Frozen pension - Portfolio need equity or not

Please advise…

I would think no equity, since it is used to match future real wage growth and with a frozen plan there are no future benefits to account for. Should be just nominal & inflation-linked bonds.


There’s not enough info to answer.

If it’s underfunded, it’ll need equity, or other risky assets, if the company doesn’t want to make further contributions. Or no equity/risky assets if the company will continue to make contributions to the plan. Just b/c it’s frozen doesn’t mean its funded status is irrelevant.

If it’s fully funded, you can just immunize the liabilities with appropriate debt securities and manage it from there. No equity needed if you manage immunization appropriately.


For frozen pension plans, the liability attributable to future benefits is zero and therefore doesn’t need to be considered. That is, for frozen plans the accrued benefit liability is the ultimate liability of the plan and has market exposures that are best mimicked by a combination of nominal and index-linked bonds.

So, no more new participants. Only accrued benefits, either to reitrees or deferrds, payments will grow only by inflation if indexed. No need to have equities.

That’s only true if the plan is fully funded when it’s frozen.

There’s difference between (i) freezing a pension plan and (ii) the funded status of a pension plan. Two totally different things. Most DB plans are underfunded for what it’s worth.

As you stated, if you freeze it, future liabilities will no longer accrue. You still have liabilities that have already been earned by plan participants, however. The value of plan assets (funded status) needs to be considered before making asset allocation decisions.

If your plan is 50% funded when you freeze it, immunizing plan liabilities is inadequate.

okay, I think that’s another issue.

If the pension plan is underfunded and the sponsor doesn’t want to make contribution any more. Should the portfolio manager start to increase portfolio risk? What’s CFA’s approach?

Willingness to take risk: High

Ability to take risk: Low

Overall => ?

unfortunately, the institute does not reward original thinking. You have to go by the curriculum. That is the thing that stresses me out.

ok, curriculum, fyi.

An underfunded plan may increase the plan sponsor’s willingness to take risk in an attempt to make the plan fully funded; however, all else equal, an underfunded plan has less ability to take risk because a funding shortfall already exists. Consequently, an underfunded plan must de-emphasize its willingness to take risk.

Yeah, these IPS questions are tough but I don’t think this is creative thinking. The oringal point was there wasn’t enough info to determine whether equities were needed in the plan. The funded status of the plan is really important to know – immunizing an underfunded plan isn’t a good strategy. That info would have to be provided on an actual exam.

This is the type of question that’d show up in the AM and they’d give us plenty of info on the plan sponsor. Not just, “The plan is frozen. Determine the appropriate asset allocation”.

This is a side note, but the average DB plan is ~80% funded of all S&P 500 companies.

* Dataset extract:
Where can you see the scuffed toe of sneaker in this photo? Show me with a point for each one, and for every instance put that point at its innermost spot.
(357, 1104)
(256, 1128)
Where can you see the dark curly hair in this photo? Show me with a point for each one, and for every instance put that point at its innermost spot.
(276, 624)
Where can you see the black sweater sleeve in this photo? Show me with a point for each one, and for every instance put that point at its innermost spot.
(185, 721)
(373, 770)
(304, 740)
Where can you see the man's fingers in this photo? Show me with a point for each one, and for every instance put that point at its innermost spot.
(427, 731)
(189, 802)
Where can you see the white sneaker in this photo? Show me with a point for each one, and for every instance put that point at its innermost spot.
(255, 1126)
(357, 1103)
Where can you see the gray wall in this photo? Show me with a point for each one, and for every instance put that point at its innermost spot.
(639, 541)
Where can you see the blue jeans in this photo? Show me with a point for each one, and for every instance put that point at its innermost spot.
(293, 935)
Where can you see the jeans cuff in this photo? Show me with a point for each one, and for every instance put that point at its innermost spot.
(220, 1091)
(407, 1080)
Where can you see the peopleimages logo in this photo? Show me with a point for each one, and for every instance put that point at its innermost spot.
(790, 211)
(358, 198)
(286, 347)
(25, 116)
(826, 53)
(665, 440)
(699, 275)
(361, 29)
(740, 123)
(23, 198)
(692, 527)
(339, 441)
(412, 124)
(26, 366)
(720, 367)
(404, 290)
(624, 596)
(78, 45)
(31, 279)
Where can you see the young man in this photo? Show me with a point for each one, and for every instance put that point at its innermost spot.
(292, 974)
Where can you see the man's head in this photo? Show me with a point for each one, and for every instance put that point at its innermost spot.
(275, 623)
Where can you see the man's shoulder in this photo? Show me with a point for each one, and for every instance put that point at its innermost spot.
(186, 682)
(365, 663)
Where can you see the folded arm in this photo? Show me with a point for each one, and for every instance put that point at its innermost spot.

* Task list:
A: In the frozen pension thread, roughly how funded is the average DB plan among S&P 500 companies?
B: Pull out the part of the frozen pension thread that begins at the words "Ability to take risk: Low" and stops after "stresses me out.".
C: Summarize the frozen pension thread in two sentences.

* Response list:
A: About 80% funded.

B:
Ability to take risk: Low

Overall => ?

unfortunately, the institute does not reward original thinking. You have to go by the curriculum. That is the thing that stresses me out.

C: A frozen pension plan accrues no future benefits, so if it is fully funded, its liabilities can be immunized with nominal and inflation-linked bonds, and no equity is needed. If the plan is underfunded, its funded status matters because immunizing it is inadequate, and the curriculum says such a plan has less ability to take risk and must de-emphasize its willingness to take risk.